▶ [Text segment]
____________________

Alex Rose-Innes
It took 30 years for researchers to find sufficient evidence that there are indeed two forms of liquid water – just as a team of researchers from Boston University opined three decades ago.
Benefits of super cooled water in Cryo-conservation
The original team suggested that water could interconvert at high pressure well below water’s normal freezing point. Now, evidence shows that the putative liquid-liquid phase transition really exists, proving how super cold solutions could impact cryo-preservation and biology. This is a major breakthrough to diminish the impact on biological tissue by ice crystals and show that water-rich states in the atmospheres of gas giants, is not a probability, but a certainty. * Cryo-preservation or cryo-conservation is a process where organelles, cells, tissues, extracellular matrix, organs, or any other biological constructs susceptible to damage caused by unregulated chemical kinetics, are preserved by cooling to very low temperatures.
While liquid–liquid transitions had been reported in silicon, gallium, phosphorus and silicates, finding one in super cooled water had proved extremely challenging as liquids are structurally disordered, so it was not immediately obvious how they could support two distinct structures with different densities.
A key problem, according to Phillip Ball of ScienceWorld, is that it is hard to probe deep into super cooled states without having the samples freezing. One way to suppress freezing is to turn the liquid into an emulsion, dispersing it as tiny droplets in which the chance of ice crystals nucleating is smaller.
In 2014, Yoshiharu Suzuki of the National Institute of Materials Science in Tsukuba, Japan, working with veteran water researcher, Osamu Mishima, reported possible signs of a liquid–liquid transition ending in a critical point where the two liquid states become indistinguishable in emulsified, super cooled solutions of glycerol. They found signs of two distinct disordered states with different densities at a temperature of 150K, but found no direct evidence that both were liquids rather than amorphous ice.
Answers found in certain insects
Suzuki has now explored the same approach using trehalose as the solute – a sugar produced as a natural cryo-protectant by some organisms, such as insects, that can withstand extreme cold and prevent their blood from freezing.
‘The observation of the liquid–liquid transition in this aqueous solution is persuasive,’ says chemical physicist, Francesco Mallamace, of the University of Messina in Italy. Chemical engineer, Pablo Debenedetti of Princeton University, an expert in super cooled liquids, agrees.
Suzuki is not yet sure why trehalose stabilises water so well against crystallisation, but his latest findings could help explain why life uses it as antifreeze.

____________________

▶ [Available data]

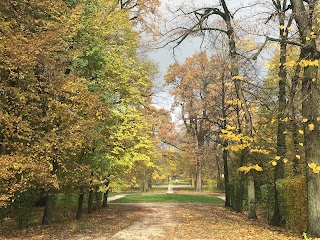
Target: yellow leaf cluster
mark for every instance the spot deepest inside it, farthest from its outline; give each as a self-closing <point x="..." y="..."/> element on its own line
<point x="241" y="78"/>
<point x="246" y="169"/>
<point x="307" y="63"/>
<point x="314" y="167"/>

____________________

▶ [Things to do]
- a) In the article on liquid water, why does turning super cooled water into an emulsion help keep it from freezing?
- b) Which substances does the article on liquid water say liquid–liquid transitions had already been reported in?

▶ [Task solutions]
- a) Emulsifying the liquid disperses it as tiny droplets, and in such droplets the chance of ice crystals nucleating is smaller.

- b) Silicon, gallium, phosphorus and silicates.